* start DOCUMENT SEGMENT *

If the plate is smooth and energy loss due to the jet’s impact is assumed zero, the jet of water will leave the inclined plate with a velocity equal to (v- u).

The force exerted by the jet of water on the plate in the direction normal to the plate is given as

Fn = Mass striking per second x [Initial velocity in the normal direction with which jet strikes – Final velocity]

= ρa (v – u) [(v – u) sinθ – 0]

= ρa (v – u)^2 sinθ 

  • This normal force Fn is resolved into two components namely Fx and Fy in the direction of the jet and perpendicular to the direction of the jet respectively.

Fx = Fn sinθ

= ρa (v – u)^2 sin^2θ

Fy = Fn cosθ

= ρa (v – u)^2 sinθ cosθ 

Work was done per second by the jet on the plate 

= Fx x Distance per second in the direction of x

= Fx x u

= ρa(v – u)^2 sin^2θ x u

= ρa (v – u)^2 u sin^2θ N m/s. 

Ex. A jet of water of diameter 10 cm strikes a flat plate normally with a velocity of 15 m/s. Each plate is moving at a velocity of 6 m/s in some direction of the jet and also away from the jet.

Find

  1. The forces exerted by the jet at the plate
  2. Work is done by the jet on the plate per second
  3. Power of jet in kW
  4. Efficiency of jet

Given

The diameter of the jet,

d = 10 cm = 0.1 m,

Area,

a = (π/4)d^2

= (π/4)(0.1)^2

= 0.007854 m^2

The velocity of the jet,

v = 15 m/s

The velocity of the plate,

u = 6 m/s.

* end DOCUMENT SEGMENT *
* start DATA EXTRACT *

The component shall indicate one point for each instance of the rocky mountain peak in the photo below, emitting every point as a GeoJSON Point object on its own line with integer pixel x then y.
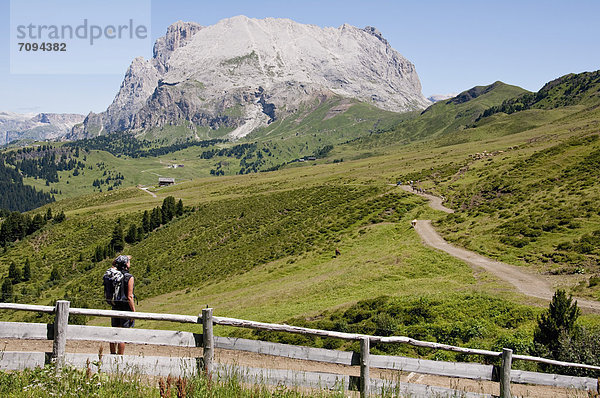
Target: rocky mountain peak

* end DATA EXTRACT *

WHAT TO DO:
Reproduce the portion of the passage on a water jet striking a moving plate that begins with "If the plate" and ends after "equal to (v- u).", swapping "smooth" for "frictionless".

EXPECTED ANSWER:
If the plate is frictionless and energy loss due to the jet’s impact is assumed zero, the jet of water will leave the inclined plate with a velocity equal to (v- u).